- _Given task_: Report every line of the material that contains the word "israeli", treating case as significant.

☆ ☆ ☆ ☆ ☆

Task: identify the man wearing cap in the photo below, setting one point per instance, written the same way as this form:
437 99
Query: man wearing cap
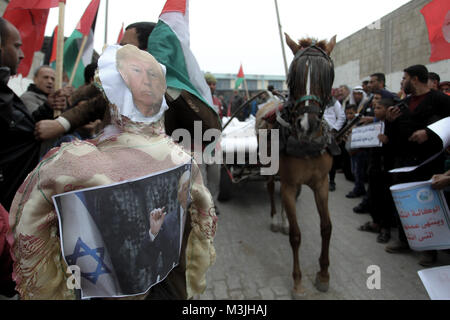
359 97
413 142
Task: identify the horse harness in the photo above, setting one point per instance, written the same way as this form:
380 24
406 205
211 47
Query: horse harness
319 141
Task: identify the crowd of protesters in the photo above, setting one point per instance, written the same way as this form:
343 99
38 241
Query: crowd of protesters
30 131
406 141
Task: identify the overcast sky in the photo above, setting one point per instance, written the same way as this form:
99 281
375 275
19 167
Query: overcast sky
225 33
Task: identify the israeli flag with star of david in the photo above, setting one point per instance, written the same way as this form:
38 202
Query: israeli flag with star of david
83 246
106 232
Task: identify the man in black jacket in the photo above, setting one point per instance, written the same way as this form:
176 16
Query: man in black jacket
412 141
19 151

☆ ☆ ☆ ☆ ☆

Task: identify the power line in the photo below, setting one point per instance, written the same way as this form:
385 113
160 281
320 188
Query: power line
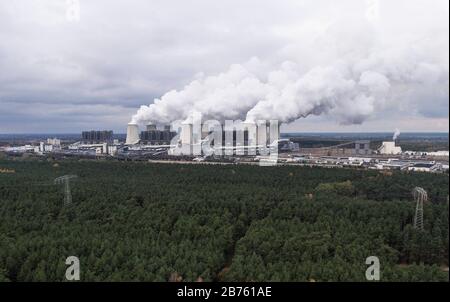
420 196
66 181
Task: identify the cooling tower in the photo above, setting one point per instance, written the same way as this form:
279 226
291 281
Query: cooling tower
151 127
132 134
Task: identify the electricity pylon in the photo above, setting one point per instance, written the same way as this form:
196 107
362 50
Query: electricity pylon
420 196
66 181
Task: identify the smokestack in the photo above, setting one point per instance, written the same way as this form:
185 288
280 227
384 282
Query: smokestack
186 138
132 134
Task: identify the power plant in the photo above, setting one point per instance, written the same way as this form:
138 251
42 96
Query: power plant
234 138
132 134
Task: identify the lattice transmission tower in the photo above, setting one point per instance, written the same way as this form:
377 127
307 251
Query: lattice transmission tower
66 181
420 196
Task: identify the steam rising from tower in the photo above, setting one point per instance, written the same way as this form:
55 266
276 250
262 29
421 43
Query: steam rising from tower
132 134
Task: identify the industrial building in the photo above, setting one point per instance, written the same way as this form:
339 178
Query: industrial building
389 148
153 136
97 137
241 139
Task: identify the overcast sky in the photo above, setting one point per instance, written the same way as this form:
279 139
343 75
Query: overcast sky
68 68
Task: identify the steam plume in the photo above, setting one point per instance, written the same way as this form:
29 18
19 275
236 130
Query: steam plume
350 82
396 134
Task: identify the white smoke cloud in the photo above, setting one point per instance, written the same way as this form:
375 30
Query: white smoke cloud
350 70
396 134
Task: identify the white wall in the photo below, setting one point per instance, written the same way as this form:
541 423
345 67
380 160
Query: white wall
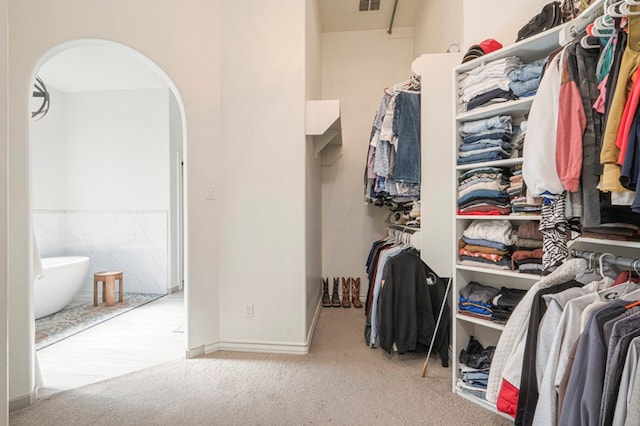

☆ ☆ ☆ ☆ ☆

- _Output for this task_:
Task: identify the israeli flag with star of david in the photo above, setting one point per instance, written the same way as this form:
Query: israeli flag with star of david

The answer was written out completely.